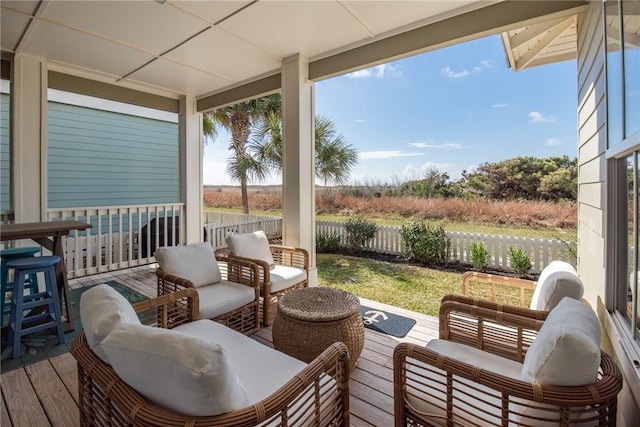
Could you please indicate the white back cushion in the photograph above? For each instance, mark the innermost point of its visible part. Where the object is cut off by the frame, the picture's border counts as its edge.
(103, 309)
(557, 280)
(180, 372)
(251, 245)
(195, 262)
(566, 351)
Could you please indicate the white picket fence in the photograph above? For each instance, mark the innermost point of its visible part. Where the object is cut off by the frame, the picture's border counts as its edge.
(116, 238)
(540, 251)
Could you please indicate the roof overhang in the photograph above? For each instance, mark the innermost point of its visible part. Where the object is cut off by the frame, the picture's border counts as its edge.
(542, 43)
(221, 52)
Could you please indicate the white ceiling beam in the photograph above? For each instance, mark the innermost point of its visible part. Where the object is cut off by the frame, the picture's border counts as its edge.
(543, 43)
(530, 32)
(631, 40)
(31, 26)
(506, 47)
(496, 18)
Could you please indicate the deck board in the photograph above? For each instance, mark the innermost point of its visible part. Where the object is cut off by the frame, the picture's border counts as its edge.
(22, 402)
(5, 420)
(46, 393)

+ + + + + + +

Write out exactly the lines that run from the one containing "Could you please indicate the white ceiling" to the end of the records, both end lines included.

Could you please indicate the white ceiling beam in the photograph above? For each instance, mark the innermost point of its visible part. Where the object is cut off by the frame, the picture's border counts as its edge.
(543, 43)
(530, 32)
(631, 40)
(31, 26)
(506, 47)
(496, 18)
Could you please indicate the deck board in the photograph above? For each instance, mark the innermost point of its visible part. Where the object is cut off by the frame, the picture's border counts as its edge.
(22, 402)
(5, 420)
(46, 393)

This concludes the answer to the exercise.